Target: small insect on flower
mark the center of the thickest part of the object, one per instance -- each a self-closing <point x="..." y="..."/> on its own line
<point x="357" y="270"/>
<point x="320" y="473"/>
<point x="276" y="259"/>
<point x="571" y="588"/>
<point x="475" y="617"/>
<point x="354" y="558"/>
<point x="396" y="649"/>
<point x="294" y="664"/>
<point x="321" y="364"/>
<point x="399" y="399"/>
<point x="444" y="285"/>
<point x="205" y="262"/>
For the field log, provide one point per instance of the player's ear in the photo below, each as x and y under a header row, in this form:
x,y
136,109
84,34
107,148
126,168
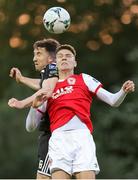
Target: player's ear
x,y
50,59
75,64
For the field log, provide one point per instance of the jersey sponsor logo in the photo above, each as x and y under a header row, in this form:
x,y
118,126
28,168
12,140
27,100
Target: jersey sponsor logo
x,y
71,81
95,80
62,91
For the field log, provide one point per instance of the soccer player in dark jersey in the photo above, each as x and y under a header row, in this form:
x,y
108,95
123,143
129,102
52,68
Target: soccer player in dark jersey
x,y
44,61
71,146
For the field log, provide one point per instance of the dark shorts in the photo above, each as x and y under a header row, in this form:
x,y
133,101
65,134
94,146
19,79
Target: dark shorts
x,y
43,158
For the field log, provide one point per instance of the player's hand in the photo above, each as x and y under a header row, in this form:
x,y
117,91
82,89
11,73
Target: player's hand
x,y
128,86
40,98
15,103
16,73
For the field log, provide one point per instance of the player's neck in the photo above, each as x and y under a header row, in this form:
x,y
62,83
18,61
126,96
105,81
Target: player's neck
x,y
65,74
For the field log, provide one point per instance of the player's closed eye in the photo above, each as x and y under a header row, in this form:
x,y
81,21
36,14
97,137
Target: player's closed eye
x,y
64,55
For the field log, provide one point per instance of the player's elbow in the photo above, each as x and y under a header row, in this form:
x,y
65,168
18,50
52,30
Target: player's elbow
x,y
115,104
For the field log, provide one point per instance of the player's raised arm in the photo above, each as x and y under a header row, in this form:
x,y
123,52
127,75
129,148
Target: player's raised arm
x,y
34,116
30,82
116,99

◆ **Goal**: Copy all of the lines above, swapping "field log" for "survey record" wherever it occurs and changing nothing else, and leave the pictures out.

◆ **Output for this task**:
Target: small insect on flower
mark the center of the thickest part of the object, one per instance -- each a self-closing <point x="..." y="..."/> on its own line
<point x="357" y="270"/>
<point x="320" y="473"/>
<point x="276" y="259"/>
<point x="571" y="588"/>
<point x="475" y="617"/>
<point x="354" y="558"/>
<point x="396" y="649"/>
<point x="294" y="664"/>
<point x="321" y="364"/>
<point x="399" y="399"/>
<point x="444" y="285"/>
<point x="205" y="262"/>
For the survey record, provide one point per instance of the player's ear in the photo below, each as x and y under a header row, in this form:
x,y
136,109
84,34
107,148
126,168
Target: player's ear
x,y
50,59
75,64
For the survey record, provide one point per instance of the jersey sponsor logo in the photo above, each as x and y under a header row, in this form:
x,y
118,126
28,168
12,140
27,100
Target: jersey sponsor logo
x,y
71,81
95,80
62,91
For the survey record, provide one point per instance of the soccer player in dark jersey in the photo above, each as x and y under a header row, in this form:
x,y
108,95
123,143
129,102
52,68
Target: soccer player in dark jersey
x,y
44,61
71,146
For the survey record, provide one point per instance of the dark shorts in the photo above, each as x and y under a header row, in this form:
x,y
133,101
65,134
94,146
19,79
Target: dark shorts
x,y
43,158
For the survey record, provide one point per instance of the player's hand in the photo above, each as x and y under a header row, in this form:
x,y
117,91
82,89
11,73
Target: player's hand
x,y
128,86
40,98
15,103
16,73
For the survey record, provide one point per instance of the player's neck in the photo above, each as x and y under a header row, in this form:
x,y
62,83
18,61
126,96
105,81
Target: player's neck
x,y
65,74
For the survey record, provide one point per instance of the player's closed eye in the photo above, each as x and y under a header row, in this form:
x,y
81,21
36,14
97,137
Target: player's closed eye
x,y
64,55
For the survey record, provide one point per instance of the player's elbow in the photo above, each as x and y under a header row, in this form:
x,y
65,168
18,50
52,30
Target: player's elbow
x,y
115,104
For the survey record, provide one point per instance of the player's raised arm in the photo above, each as x and y under a header row, in this form:
x,y
123,52
127,75
129,148
Target: player's raised arm
x,y
34,116
30,82
116,99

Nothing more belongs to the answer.